Go over the lines below, and when one contains the word "ceiling", copy it.

[Dataset entries]
- - - -

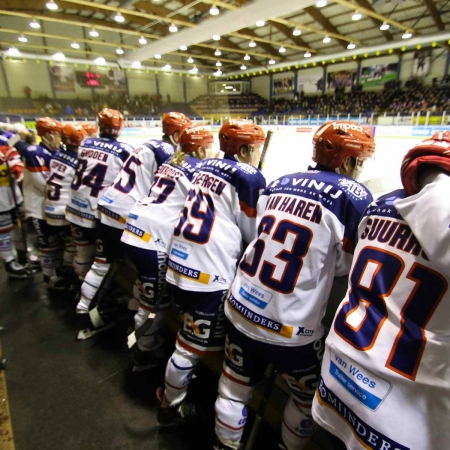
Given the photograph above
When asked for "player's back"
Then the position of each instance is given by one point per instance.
(218, 216)
(151, 220)
(384, 372)
(99, 161)
(307, 225)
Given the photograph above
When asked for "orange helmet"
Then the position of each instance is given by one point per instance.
(334, 141)
(173, 122)
(46, 125)
(192, 138)
(73, 134)
(90, 129)
(110, 122)
(237, 132)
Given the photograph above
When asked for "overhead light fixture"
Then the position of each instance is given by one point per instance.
(13, 51)
(51, 5)
(59, 56)
(119, 18)
(407, 34)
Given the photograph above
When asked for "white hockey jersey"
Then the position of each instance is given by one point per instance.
(37, 166)
(385, 381)
(133, 182)
(62, 170)
(218, 216)
(151, 221)
(307, 225)
(99, 162)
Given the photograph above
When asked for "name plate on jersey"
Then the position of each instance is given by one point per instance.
(254, 294)
(359, 382)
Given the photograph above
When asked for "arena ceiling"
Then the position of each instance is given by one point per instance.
(153, 32)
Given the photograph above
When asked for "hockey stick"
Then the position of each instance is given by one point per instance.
(262, 408)
(264, 150)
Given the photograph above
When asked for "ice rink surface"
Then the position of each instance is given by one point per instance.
(290, 152)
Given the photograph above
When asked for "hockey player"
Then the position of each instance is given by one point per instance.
(385, 382)
(99, 161)
(11, 173)
(62, 169)
(218, 216)
(37, 163)
(307, 224)
(131, 184)
(148, 234)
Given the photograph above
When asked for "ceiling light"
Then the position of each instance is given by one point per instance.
(119, 18)
(51, 5)
(407, 34)
(59, 56)
(13, 51)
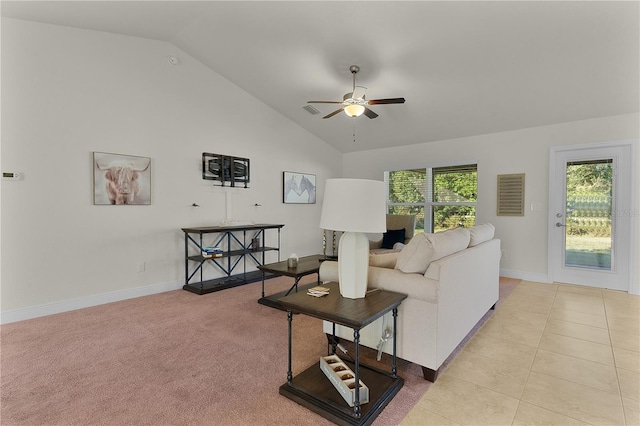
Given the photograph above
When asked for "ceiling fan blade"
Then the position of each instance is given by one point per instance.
(333, 113)
(358, 92)
(369, 113)
(386, 101)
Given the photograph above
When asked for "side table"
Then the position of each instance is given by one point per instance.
(311, 388)
(307, 265)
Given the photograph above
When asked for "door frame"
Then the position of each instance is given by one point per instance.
(552, 249)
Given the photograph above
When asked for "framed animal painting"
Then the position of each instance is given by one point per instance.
(298, 188)
(121, 179)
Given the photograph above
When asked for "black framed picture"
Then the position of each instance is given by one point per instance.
(298, 188)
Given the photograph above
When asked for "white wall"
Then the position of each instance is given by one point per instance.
(68, 92)
(524, 239)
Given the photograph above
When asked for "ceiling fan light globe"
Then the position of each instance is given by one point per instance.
(354, 110)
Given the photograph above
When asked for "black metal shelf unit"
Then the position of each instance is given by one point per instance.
(239, 244)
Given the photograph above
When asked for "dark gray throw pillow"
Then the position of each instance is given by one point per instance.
(392, 236)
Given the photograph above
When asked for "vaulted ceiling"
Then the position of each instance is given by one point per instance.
(465, 68)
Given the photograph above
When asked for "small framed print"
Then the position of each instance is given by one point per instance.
(121, 179)
(298, 188)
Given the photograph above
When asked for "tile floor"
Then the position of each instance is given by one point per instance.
(552, 354)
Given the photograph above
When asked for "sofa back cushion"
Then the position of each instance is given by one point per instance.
(391, 237)
(481, 233)
(425, 248)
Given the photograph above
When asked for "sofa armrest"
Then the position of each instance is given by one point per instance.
(375, 244)
(413, 285)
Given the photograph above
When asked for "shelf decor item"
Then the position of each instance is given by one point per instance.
(354, 206)
(298, 188)
(121, 179)
(343, 379)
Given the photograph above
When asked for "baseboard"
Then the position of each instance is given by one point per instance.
(527, 276)
(86, 302)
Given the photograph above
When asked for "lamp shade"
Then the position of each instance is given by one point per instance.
(354, 205)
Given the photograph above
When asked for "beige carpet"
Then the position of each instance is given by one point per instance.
(174, 358)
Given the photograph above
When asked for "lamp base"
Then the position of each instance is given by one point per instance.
(353, 264)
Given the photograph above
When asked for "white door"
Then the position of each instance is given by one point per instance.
(590, 228)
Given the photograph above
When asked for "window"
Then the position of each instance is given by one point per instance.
(440, 197)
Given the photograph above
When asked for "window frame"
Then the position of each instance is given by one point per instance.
(429, 204)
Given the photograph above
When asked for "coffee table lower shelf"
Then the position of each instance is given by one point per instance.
(313, 390)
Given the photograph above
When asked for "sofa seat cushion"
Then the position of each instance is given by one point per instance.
(384, 260)
(414, 285)
(425, 248)
(481, 233)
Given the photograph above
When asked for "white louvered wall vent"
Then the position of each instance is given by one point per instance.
(511, 195)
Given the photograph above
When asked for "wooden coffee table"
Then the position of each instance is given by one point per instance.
(307, 265)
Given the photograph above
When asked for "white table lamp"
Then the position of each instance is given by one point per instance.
(353, 206)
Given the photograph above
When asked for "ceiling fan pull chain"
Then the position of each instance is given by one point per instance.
(354, 129)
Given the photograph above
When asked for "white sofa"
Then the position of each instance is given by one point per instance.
(451, 279)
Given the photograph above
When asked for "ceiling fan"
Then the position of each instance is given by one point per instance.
(354, 104)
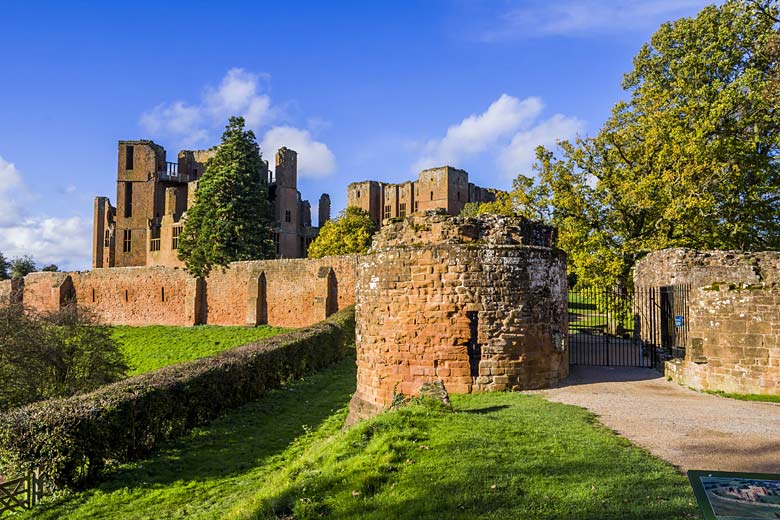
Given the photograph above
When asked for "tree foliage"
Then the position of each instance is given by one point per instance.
(22, 266)
(230, 218)
(54, 355)
(4, 265)
(350, 233)
(689, 160)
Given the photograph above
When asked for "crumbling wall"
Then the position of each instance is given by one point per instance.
(285, 293)
(733, 340)
(295, 295)
(466, 301)
(137, 295)
(733, 321)
(47, 291)
(683, 266)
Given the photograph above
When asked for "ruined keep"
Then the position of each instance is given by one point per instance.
(477, 303)
(445, 188)
(153, 196)
(731, 330)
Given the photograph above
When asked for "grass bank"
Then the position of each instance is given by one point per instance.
(149, 348)
(498, 455)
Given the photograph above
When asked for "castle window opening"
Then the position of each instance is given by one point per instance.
(128, 199)
(154, 240)
(127, 242)
(175, 239)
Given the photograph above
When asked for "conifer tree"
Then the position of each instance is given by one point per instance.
(230, 218)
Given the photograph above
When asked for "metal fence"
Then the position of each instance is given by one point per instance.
(20, 493)
(621, 327)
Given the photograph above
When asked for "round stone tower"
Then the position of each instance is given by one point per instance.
(479, 303)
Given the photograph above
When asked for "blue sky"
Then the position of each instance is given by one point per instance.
(362, 90)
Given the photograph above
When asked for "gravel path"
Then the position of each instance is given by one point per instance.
(692, 430)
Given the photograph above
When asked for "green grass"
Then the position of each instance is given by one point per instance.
(746, 397)
(502, 455)
(150, 348)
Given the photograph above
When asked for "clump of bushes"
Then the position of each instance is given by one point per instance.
(73, 439)
(54, 354)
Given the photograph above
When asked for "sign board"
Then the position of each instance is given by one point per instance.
(725, 495)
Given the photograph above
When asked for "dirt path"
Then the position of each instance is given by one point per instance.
(690, 429)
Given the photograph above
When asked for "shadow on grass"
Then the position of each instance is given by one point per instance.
(486, 410)
(237, 443)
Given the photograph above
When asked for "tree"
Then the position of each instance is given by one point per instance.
(691, 159)
(350, 233)
(22, 266)
(54, 355)
(4, 265)
(230, 218)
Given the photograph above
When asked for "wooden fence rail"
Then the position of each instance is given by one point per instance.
(21, 493)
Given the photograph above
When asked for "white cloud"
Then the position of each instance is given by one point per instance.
(10, 186)
(314, 157)
(510, 129)
(66, 242)
(478, 132)
(239, 93)
(520, 154)
(194, 124)
(579, 17)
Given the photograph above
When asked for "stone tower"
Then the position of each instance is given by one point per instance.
(477, 303)
(288, 214)
(324, 212)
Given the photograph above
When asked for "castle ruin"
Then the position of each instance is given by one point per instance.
(444, 188)
(153, 196)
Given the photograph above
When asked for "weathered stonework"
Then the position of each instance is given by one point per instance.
(733, 341)
(285, 293)
(733, 317)
(470, 302)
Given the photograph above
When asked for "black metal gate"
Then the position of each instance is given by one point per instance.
(618, 327)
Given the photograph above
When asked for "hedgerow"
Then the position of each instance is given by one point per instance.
(72, 440)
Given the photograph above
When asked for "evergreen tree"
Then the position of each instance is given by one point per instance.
(230, 218)
(350, 233)
(690, 159)
(4, 265)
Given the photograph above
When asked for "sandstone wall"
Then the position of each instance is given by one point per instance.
(698, 268)
(464, 301)
(46, 291)
(136, 295)
(285, 293)
(733, 341)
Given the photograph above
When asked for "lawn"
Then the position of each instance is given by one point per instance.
(502, 455)
(150, 348)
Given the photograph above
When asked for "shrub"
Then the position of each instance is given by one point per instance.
(71, 440)
(56, 354)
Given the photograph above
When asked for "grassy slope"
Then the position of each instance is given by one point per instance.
(149, 348)
(497, 456)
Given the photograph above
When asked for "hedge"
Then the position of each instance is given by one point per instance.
(72, 439)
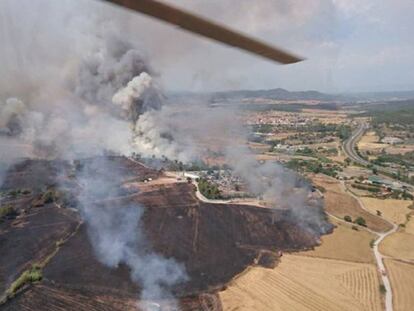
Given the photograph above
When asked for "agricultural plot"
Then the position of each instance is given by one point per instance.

- - - -

**Exercise answer**
When asked for "arena ceiling"
When asked for "ceiling light"
When asked for "ceiling fan blade"
When asked for "ceiling fan light globe"
When asked for "vaulted ceiling"
When asked for "ceiling fan pull chain"
When asked for "ceiling fan"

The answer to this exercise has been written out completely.